▸ Work to complete
Reproduce the data below with every "innermost spot" swapped for "most central position", keeping everything else unchanged.

[Begin Data]

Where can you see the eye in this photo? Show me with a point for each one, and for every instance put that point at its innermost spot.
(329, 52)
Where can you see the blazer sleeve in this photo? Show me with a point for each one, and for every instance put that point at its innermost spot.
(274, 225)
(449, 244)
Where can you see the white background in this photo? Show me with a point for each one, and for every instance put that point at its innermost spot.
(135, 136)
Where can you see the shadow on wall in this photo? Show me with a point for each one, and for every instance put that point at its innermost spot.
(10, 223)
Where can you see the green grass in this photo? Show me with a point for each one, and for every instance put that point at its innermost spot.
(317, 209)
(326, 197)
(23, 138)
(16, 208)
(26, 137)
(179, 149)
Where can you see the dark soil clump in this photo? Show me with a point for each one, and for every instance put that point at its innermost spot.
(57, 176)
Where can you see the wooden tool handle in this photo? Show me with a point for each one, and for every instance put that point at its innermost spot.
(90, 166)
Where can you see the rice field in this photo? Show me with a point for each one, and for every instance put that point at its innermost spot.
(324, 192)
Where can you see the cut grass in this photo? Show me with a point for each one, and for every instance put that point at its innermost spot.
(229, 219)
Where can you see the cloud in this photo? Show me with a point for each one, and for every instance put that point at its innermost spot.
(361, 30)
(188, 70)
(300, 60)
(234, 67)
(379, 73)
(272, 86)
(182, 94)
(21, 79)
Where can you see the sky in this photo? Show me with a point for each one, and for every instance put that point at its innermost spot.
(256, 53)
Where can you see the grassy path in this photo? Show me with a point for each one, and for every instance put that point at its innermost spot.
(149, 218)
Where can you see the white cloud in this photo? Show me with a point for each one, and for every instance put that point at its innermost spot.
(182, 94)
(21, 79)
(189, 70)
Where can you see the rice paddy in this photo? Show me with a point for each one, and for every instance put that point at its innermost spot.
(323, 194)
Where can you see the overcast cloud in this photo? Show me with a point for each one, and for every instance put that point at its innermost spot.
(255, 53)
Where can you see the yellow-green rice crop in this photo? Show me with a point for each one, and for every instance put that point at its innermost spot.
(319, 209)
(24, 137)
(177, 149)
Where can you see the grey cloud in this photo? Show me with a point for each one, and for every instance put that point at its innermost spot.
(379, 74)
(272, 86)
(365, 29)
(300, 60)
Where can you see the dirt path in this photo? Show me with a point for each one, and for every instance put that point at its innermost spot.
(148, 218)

[End Data]

▸ Output of the task
Where can you see the eye in this photo? Show me with a point for each one, and for every instance put that point at its most central position.
(329, 52)
Where can you see the blazer sleeve in this photo? Show me with a point for each one, and for every instance put that point at its most central position.
(274, 225)
(449, 244)
Where can you see the white background in this photo? Show me with a point for each one, and for every instance put that point at its most central position.
(135, 136)
Where can you see the shadow on wall in this photo? Show me with a point for each one, and for every instance put that point at its most central position.
(10, 223)
Where can you see the green grass in this photo? Show me with a point for each one, and for every instance put that point at its most central position.
(317, 209)
(326, 197)
(23, 138)
(16, 208)
(26, 137)
(179, 149)
Where can you see the dark soil clump in this photo? Show me with a point for each one, and for every instance put that point at its most central position.
(57, 176)
Where can you see the wooden tool handle in this photo? Show me with a point for each one, and for every instance put that point at its most central position.
(90, 166)
Where can you see the rice field in this photo? Show me with a point for each one, and for every instance put that point at its most central position.
(324, 192)
Where can you see the cut grass in this photo? Show me with a point for each one, and for every instance put that point at its most central position.
(229, 219)
Where can you see the cloud in this photo? Show me with a point for each one, and for every instance put that point at its most central position.
(361, 30)
(188, 70)
(300, 60)
(234, 67)
(379, 73)
(272, 86)
(182, 94)
(21, 79)
Where can you see the sky in this photo? Show me with a point for each one, and for every instance put that point at its most central position.
(256, 53)
Where can you see the grassy path in this photo? Show me with a point for each one, and for every instance put that point at its most central position.
(149, 218)
Where can you see the white cloud in this photo? Show me with a point for each one, and for every instance put that point at its most central position.
(182, 94)
(21, 79)
(189, 70)
Where can you see the rice paddy in this photo? Show me with a point for each one, and for every instance put that point at its most central position.
(323, 194)
Where can you see the overcast cloud in this photo? Show me with a point for each one, and for every instance put that point at its most central position.
(255, 53)
Where can you see the yellow-green rice crop in this photo? Show me with a point for each one, and for every instance put that point at its most central position.
(319, 209)
(24, 137)
(177, 149)
Where can you see the grey cloud in this photo? Show me with a point for each one, and for every instance put that point at its most central position.
(379, 74)
(272, 86)
(365, 29)
(300, 60)
Where can you see the dirt path in this photo? Show me with a point for each one, and for every instance put that point at its most central position.
(148, 218)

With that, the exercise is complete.